→ **INSTRUCTION**: Carry on the forum discussion about memory latency and big-O complexity, starting right after its last sentence.

→ **PASSAGE GIVEN**:
Which just goes to show, hitting memory is a Bad Thing(tm) even when you're running on a slow(from today's perspective) processor like a 68000.
Doing 22kHz generation on a Macintosh is very close to the limit
(Zero-page memory on the 6502 was the memory accessed via addresses with a high byte of 0x00. Since 6502 had sixteen-bit RAM addressing, this meant each page was 256 bytes large, so the zero-page was almost as good as having 256 single-byte registers.)
"slow" elements of the memory hierarchy are on the outside of the sphere, while faster elements (cache, registers, etc) are layered on the inside, like an onion. Since those spheres are smaller they must, by definition, hold fewer bits, but they are, by definition, faster.
The total number of bits you can store is a function of the volume of the sphere. For a given latency level, it's a function of the surface area of the sphere at a given radius.
The volume of a sphere is 4/3pir^3. Because latency is a function of the radius (how far it takes light to bounce to the edge of the sphere and back) that means that latency must rise as at least the cube root of the number of bits you want to store. That is the best possible bound.
This implies that no algorithm is ever O(1) time for an asymptotically large number of elements accessed randomly--not even hash tables or pointer dereferences. They're at best O(n^1/3).
O(1) is about number of operations required by algorithm to finish for given data size, not about the time. So latency doesn't matter.
Also: if the amount of information that can be kept in universe is finite (most probably it is) - then you can make algorithm that takes the same amount of operations no matter data size (just always add dummy data to fill up the data to the physical limit). Thus every algorithm is technically O(1).
Proof: let N be the number of bits that we can keep in memory. Every deterministic algorithm either does infinite loop, or finishes the execution after at most 2^N changes of state (otherways it is 2 times in the same state with different follow-up, and he can't, cause it's deterministic). So if we design an algorithm, that for every data fitting into memory calculates the result and then does busy loop for the remaining steps until the step 2^N - this algorithm is O(1) no matter what it does.
There's probably a hole in my understanding somewhere, cause algorithmic complexity would be a really useless definition if that was true :)

→ **RECORDED INFORMATION**:
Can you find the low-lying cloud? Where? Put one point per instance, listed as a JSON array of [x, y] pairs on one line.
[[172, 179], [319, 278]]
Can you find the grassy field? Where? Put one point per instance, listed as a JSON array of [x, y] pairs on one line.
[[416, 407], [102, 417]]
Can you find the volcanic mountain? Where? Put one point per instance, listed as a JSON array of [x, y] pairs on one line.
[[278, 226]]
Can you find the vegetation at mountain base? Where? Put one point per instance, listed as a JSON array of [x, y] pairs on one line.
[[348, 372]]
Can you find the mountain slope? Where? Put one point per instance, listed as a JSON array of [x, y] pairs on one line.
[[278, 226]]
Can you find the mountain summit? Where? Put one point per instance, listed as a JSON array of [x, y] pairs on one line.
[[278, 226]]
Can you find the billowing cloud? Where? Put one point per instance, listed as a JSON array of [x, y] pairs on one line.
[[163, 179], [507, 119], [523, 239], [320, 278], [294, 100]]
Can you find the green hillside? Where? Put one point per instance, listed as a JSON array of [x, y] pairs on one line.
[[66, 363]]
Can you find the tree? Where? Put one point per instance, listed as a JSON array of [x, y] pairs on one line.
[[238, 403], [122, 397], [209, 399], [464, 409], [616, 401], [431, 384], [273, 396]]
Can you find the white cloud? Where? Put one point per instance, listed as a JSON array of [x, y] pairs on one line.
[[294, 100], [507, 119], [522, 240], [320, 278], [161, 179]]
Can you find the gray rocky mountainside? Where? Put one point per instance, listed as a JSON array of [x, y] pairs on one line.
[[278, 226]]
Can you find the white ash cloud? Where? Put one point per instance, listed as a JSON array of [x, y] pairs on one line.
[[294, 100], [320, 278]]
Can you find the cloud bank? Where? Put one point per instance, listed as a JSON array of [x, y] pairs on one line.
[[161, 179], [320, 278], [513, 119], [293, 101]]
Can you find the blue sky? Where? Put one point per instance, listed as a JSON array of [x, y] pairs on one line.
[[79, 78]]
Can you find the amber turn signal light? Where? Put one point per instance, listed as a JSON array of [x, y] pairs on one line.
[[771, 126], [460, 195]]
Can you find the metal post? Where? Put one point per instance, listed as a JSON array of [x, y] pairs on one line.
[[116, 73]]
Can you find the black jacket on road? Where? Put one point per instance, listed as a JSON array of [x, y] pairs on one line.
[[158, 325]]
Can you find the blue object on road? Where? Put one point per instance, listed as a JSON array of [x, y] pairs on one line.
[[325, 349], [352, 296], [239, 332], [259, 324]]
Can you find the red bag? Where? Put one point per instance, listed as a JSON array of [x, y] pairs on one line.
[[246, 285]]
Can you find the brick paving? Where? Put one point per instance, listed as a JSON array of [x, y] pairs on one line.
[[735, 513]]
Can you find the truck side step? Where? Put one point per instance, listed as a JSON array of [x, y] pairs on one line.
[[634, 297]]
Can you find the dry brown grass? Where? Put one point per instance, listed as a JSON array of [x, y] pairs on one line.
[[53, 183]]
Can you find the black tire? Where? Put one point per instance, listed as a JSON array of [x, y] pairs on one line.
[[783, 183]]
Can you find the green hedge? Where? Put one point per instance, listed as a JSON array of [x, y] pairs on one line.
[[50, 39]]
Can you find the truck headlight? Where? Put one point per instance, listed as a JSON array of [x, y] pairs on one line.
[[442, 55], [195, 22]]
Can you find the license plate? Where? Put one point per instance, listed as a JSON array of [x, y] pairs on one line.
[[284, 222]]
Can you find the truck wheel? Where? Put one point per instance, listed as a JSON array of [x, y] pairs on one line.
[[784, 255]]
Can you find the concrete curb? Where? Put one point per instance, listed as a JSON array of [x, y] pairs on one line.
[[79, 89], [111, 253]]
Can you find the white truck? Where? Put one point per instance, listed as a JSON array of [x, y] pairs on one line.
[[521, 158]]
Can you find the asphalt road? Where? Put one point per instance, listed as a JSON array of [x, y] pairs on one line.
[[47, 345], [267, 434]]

→ **THE RESULT**:
Time and the number of operations are equivalent here: as proof, just define the operation as "move an information-carrying photon a tiny distance episilon". That must take a finite amount of time, as the speed of light is finite, and the number of those operations must increase with the number of randomly accessed elements you're working with, as they're necessary simply to retrieve the element from memory.
Operations are usually defined as addition or multiplication or comparison. Moving a photon by epsilon isn't a valid operation in any architecture I'm aware of. Even if we use moving an electron by epsilon - you can't tell pentium to move one electron by exactly epsilon, it will move many at once, and it will move them by whatever it need to perform it's actual operations.
As for infinity - for all physically possible inputs the algorithm modified as described above will produce the same output as the algorithms that are considered correct by most people. If we care about infinities: any algorithm I've seen ever implemented was incorrect - most use integers or floats or doubles so their input space is very limited, and even the ones that use arbitrary length math - are run on machines with finite amount of memory.
Splitting hairs here. You can talk about operations or time. Same thing as operations are sequential. One operation follows another. You can count them when you are done to get to total and the total is also referred to as the "time" in this context.
> I've seen ever implemented was incorrect - most use integers or floats or doubles so their input space is very limited
So are we talking about specific hardware here or not. I thought we weren't. There ambiguity and discussion point is there because one can define what they consider is a "constant" operation. You can say it is a hypothetical von neuman architecture machine and these operations (op1, op2, ....) take a constant time. Now we compare two algorithms and see how they do.
The website answers the register question well, but leads to a further question: If registers are so great, why stick with just 16/32/64/n registers? Why not have more? After all, x86-64 and ARM64 decided that having more suited them.
In the end it must come down to a compromise, with the downsides of having more registers possibly being some of the following:
* Increased instruction set size (having to encode a larger register space in the bit patterns of each instruction)
* Increased latency for interrupts? e.g. if your CPU has 1000 registers and an interrupt occurs, you're going to end up having to save all those 1000 registers somewhere. There could be some HW-assist but you'll pay the price somewhere.
* Extra cost for saving registers in functions. Sure, depends upon the ABI as some registers will be 'scratch' and not preserved between function calls, but if you've got more registers you'll end up wanting to save more of them.
* Algorithms might not need all the registers. I wonder what algorithm uses 20 live variables? 50? 100? etc. At some point, those extra registers could be unused.
* Registers still need to be 'spilled' to memory. In an extreme case, you could imagine compiling a small program where every variable maps to a unique register. Ultimate speed! But asides from that optimal case, you'll end up still having to write registers back to memory. It makes no difference having 100 registers if you store the results of every computation...
Anyway, that's all speculation. I was wondering if someone had done a study. You could construct a virtual, bespoke CPU with n registers, then make gcc compile some SPEC benchmarks using the ISA and model it to see how efficient having an extra register makes it. You could graph registers vs simulated runtime and see where the sweet spot is.
Here's a good thread discussing this:
Saving registers in functions is mostly irrelevant - you only save what you'd use, so saving more means fewer spills within the function.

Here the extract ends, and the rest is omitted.